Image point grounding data
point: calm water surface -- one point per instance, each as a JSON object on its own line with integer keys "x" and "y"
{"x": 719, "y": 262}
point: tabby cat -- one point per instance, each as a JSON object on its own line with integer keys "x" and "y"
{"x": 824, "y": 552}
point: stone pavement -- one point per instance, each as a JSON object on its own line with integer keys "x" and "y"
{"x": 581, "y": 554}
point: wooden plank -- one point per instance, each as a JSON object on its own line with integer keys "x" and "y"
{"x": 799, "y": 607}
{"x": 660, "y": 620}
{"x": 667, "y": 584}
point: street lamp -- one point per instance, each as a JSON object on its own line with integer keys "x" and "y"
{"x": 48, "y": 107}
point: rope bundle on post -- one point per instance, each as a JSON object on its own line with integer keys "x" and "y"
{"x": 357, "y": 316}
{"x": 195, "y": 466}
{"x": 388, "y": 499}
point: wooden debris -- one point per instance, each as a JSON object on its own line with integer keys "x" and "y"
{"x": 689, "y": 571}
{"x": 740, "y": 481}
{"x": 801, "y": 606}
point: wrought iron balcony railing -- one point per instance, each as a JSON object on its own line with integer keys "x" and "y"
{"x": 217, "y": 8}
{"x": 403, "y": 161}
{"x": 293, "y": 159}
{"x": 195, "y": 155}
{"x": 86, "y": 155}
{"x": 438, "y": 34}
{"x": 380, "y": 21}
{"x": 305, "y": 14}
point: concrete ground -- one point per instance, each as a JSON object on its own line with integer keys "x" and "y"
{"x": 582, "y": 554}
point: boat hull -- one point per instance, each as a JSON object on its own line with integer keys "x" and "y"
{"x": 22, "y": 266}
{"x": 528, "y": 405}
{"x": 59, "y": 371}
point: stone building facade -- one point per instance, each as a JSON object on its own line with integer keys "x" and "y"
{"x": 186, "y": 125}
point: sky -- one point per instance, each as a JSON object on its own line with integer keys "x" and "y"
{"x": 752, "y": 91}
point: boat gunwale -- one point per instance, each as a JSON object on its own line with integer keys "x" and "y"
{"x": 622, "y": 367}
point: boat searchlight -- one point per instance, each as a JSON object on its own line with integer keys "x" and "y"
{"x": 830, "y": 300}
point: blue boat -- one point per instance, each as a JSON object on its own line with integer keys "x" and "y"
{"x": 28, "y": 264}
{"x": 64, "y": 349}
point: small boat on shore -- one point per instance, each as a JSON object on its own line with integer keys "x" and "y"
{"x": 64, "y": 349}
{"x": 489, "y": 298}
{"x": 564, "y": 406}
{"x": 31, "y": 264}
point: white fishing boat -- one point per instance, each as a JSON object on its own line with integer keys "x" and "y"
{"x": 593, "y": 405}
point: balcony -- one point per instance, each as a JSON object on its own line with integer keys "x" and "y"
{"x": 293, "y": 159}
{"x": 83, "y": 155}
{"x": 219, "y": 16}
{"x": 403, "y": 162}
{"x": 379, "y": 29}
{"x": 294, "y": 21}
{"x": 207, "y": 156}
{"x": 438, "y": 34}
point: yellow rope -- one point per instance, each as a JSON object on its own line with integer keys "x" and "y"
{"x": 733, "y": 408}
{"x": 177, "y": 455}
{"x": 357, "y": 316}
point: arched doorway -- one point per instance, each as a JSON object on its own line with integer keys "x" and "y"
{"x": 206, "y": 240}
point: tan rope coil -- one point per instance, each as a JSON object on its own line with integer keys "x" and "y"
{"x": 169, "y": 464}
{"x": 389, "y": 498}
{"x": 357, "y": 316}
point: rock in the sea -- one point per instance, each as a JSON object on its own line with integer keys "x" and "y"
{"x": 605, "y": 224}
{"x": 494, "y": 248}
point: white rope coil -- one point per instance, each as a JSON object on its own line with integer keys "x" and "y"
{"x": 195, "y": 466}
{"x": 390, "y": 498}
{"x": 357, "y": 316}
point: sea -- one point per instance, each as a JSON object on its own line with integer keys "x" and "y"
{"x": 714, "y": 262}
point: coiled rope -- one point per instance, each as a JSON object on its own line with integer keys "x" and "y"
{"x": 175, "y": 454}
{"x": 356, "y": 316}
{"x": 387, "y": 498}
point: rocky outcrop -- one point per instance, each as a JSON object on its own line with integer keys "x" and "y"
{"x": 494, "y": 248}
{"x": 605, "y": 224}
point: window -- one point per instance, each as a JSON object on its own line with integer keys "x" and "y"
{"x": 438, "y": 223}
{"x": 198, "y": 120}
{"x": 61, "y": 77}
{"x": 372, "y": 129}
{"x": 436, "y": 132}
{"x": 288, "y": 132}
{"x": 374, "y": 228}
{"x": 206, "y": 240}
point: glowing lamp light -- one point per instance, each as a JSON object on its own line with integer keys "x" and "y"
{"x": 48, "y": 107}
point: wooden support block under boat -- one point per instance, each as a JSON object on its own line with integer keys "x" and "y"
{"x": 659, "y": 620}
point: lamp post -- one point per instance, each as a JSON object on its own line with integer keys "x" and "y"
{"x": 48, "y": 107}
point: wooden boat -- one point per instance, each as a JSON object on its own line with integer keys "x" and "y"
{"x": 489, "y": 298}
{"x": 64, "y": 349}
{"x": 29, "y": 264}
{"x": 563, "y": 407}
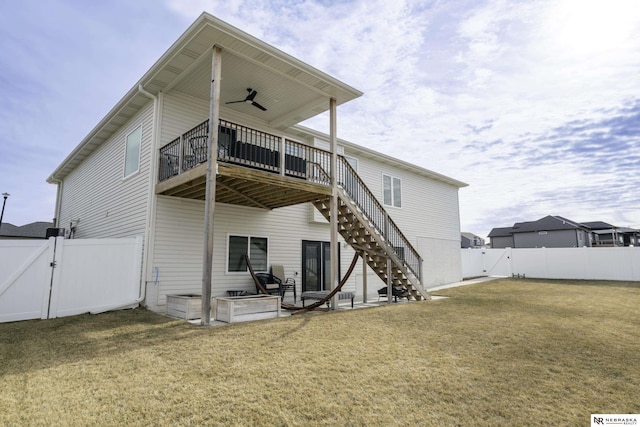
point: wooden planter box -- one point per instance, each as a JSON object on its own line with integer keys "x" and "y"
{"x": 243, "y": 308}
{"x": 187, "y": 306}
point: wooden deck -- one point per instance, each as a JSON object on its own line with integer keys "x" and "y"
{"x": 239, "y": 185}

■ **Work item**: This calls for each record above to be set down exactly, with the images skipped.

■ **Solution for this task**:
point: calm water surface -- one point per instance, each as a JSON object on its own line with integer keys "x" and "y"
{"x": 719, "y": 262}
point: tabby cat -- one point per instance, each as a JSON object on its own line with integer keys "x" and "y"
{"x": 824, "y": 552}
point: stone pavement -- one point per instance, each as a JSON object on its own line with integer keys "x" and "y"
{"x": 581, "y": 554}
point: wooden plank -- one point per instance, each as a JSON object on its own line with integer keys "x" and "y"
{"x": 799, "y": 607}
{"x": 660, "y": 620}
{"x": 667, "y": 584}
point: street lamp -- one point per instance, each as a JSON object on its own line with integer keys "x" and "y"
{"x": 48, "y": 107}
point: rope bundle on post -- one point per instance, each as a JSON object on its own line with integer keys "x" and "y"
{"x": 357, "y": 316}
{"x": 195, "y": 466}
{"x": 388, "y": 499}
point: wooden debris -- one point per instance, each as a JSON object on its own line with integer keys "x" and "y"
{"x": 689, "y": 571}
{"x": 740, "y": 481}
{"x": 801, "y": 606}
point: wrought iron balcony railing -- one point per instance, each as a JSON object on its own line with integer keys "x" and "y"
{"x": 217, "y": 8}
{"x": 403, "y": 161}
{"x": 293, "y": 159}
{"x": 195, "y": 155}
{"x": 86, "y": 155}
{"x": 438, "y": 34}
{"x": 380, "y": 21}
{"x": 305, "y": 14}
point: concrete ground -- one point per instance, each as a JSON object on its own line with integer keys "x" and "y"
{"x": 582, "y": 554}
point: boat hull -- one point per instance, each as a JSON object on its own line with integer keys "x" and "y"
{"x": 22, "y": 266}
{"x": 528, "y": 405}
{"x": 59, "y": 371}
point: stone building facade -- one point per instance, each as a JSON object on its own line with integer keys "x" and "y"
{"x": 186, "y": 125}
point: sky -- one point per instance, each as a JSON object on its own line with integer keys "x" and "y"
{"x": 752, "y": 91}
point: boat gunwale -- one point per instance, each as a JSON object on its own line with integer keys "x" and "y"
{"x": 622, "y": 367}
point: boat searchlight -- one point per instance, each as a JSON object on its own line with integer keys "x" and "y"
{"x": 830, "y": 300}
point: blue boat -- one point per instance, each as a JSON object on its own line with integer keys "x" and "y"
{"x": 28, "y": 264}
{"x": 64, "y": 349}
point: small boat on shore -- one point per instance, each as a JSON object on its own line with integer keys "x" and "y"
{"x": 64, "y": 349}
{"x": 489, "y": 298}
{"x": 564, "y": 406}
{"x": 31, "y": 264}
point: white fishing boat -- one point per instance, each as a JSON object on its own line with integer keys "x" and "y"
{"x": 593, "y": 405}
point: balcony -- one point per instance, each as a JSON object on its own line with integer keys "x" and "y"
{"x": 293, "y": 159}
{"x": 83, "y": 155}
{"x": 219, "y": 16}
{"x": 403, "y": 162}
{"x": 379, "y": 29}
{"x": 294, "y": 21}
{"x": 207, "y": 156}
{"x": 438, "y": 34}
point: yellow rope -- one point per instance, each as a JSON object on its own line with integer keys "x" and "y"
{"x": 733, "y": 408}
{"x": 177, "y": 455}
{"x": 357, "y": 316}
point: arched doorway -- one point per instance, each as a JSON object on its own line with integer keys "x" and "y"
{"x": 206, "y": 240}
point: tan rope coil -- one point per instance, each as a JSON object on its own line with integer keys "x" and "y"
{"x": 169, "y": 464}
{"x": 389, "y": 498}
{"x": 357, "y": 316}
point: rock in the sea -- one point per instance, each as a JSON object on its own line with integer keys "x" and "y"
{"x": 605, "y": 224}
{"x": 494, "y": 248}
point: white rope coil -- one point per instance, each as a JSON object on its own line with integer keys "x" and "y"
{"x": 195, "y": 466}
{"x": 390, "y": 498}
{"x": 357, "y": 316}
point: sea -- one point per instance, each as a JSON object on its own line with integer keys "x" and "y"
{"x": 714, "y": 262}
point: coiled rope -- one point per instance, each as a JSON object on its own line with integer keys "x" and "y"
{"x": 175, "y": 454}
{"x": 356, "y": 316}
{"x": 387, "y": 498}
point: rocky outcrop -- one point per instance, each as a JSON object on its own line with integer keys "x" and "y"
{"x": 494, "y": 248}
{"x": 605, "y": 224}
point: window -- one point per instance, each as a JSON object on its own line with integer keys "x" and "y"
{"x": 438, "y": 223}
{"x": 198, "y": 120}
{"x": 61, "y": 77}
{"x": 372, "y": 129}
{"x": 436, "y": 132}
{"x": 288, "y": 132}
{"x": 374, "y": 228}
{"x": 206, "y": 240}
point: glowing lamp light -- one point per instance, each as a JSON object on its own line with integer keys "x" and "y"
{"x": 48, "y": 107}
point: wooden support block under boat -- one point per instance, each as a JSON object on its own line with integer keys "x" and "y"
{"x": 659, "y": 620}
point: lamp post -- one point per instance, each as a JSON object on its own line with integer keys "x" and "y"
{"x": 48, "y": 107}
point: wooden boat -- one point per instance, each as a JSON object on its own line with integer keys "x" and "y"
{"x": 489, "y": 298}
{"x": 64, "y": 349}
{"x": 29, "y": 264}
{"x": 563, "y": 407}
point: wooden planter box -- one point per instance, each as a JSON object on its own line with integer keys "x" and "y"
{"x": 243, "y": 308}
{"x": 187, "y": 306}
point: wooden deck -- one point per instance, each as a JSON object on its own line with integer keys "x" and "y"
{"x": 239, "y": 185}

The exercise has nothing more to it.